Count the lines in the rows below that contain the string "draw", and give only the number.

--- Begin EXTRACTED ENTRIES ---

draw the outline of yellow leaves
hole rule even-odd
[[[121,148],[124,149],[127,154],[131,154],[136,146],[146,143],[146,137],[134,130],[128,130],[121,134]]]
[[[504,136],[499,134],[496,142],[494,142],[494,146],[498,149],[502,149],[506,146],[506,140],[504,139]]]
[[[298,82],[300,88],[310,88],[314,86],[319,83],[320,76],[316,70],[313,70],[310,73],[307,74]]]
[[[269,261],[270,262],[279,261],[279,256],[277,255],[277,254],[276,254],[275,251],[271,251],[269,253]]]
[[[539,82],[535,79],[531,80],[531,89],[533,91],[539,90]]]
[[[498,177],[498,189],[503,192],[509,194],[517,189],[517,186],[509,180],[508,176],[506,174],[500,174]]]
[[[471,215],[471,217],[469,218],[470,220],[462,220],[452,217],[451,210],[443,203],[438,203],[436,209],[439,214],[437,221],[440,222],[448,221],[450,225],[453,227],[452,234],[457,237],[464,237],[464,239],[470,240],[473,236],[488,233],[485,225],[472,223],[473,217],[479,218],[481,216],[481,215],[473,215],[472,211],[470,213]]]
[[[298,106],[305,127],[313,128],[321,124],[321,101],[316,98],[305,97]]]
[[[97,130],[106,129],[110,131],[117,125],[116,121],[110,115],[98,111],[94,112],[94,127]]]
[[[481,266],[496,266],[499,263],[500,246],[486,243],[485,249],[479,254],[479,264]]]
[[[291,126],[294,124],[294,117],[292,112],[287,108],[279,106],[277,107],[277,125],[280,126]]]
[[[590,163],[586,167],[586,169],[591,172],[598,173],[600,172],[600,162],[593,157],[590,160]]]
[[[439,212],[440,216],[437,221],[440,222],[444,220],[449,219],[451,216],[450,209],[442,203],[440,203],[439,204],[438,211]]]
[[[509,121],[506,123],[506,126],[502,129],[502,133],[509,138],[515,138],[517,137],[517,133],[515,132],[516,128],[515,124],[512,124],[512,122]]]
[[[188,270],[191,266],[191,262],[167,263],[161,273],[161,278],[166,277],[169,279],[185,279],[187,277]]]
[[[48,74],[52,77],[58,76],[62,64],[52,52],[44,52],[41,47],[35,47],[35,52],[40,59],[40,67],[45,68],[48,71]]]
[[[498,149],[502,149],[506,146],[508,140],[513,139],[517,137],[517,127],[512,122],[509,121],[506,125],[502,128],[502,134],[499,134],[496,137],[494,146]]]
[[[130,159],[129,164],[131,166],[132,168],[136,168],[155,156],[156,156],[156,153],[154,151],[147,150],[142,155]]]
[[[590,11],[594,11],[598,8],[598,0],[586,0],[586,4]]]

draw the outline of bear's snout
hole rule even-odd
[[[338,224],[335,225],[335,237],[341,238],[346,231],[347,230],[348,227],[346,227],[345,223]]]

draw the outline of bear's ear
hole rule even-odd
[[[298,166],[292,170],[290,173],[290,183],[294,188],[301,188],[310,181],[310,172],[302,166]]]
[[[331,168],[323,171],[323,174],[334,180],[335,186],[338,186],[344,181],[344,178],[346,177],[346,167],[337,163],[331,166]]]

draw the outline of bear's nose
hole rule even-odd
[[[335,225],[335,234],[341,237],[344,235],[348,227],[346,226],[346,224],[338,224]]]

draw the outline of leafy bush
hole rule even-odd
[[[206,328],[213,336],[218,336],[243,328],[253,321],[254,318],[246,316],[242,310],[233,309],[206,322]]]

--- End EXTRACTED ENTRIES ---

__RESULT OF THE TASK__
5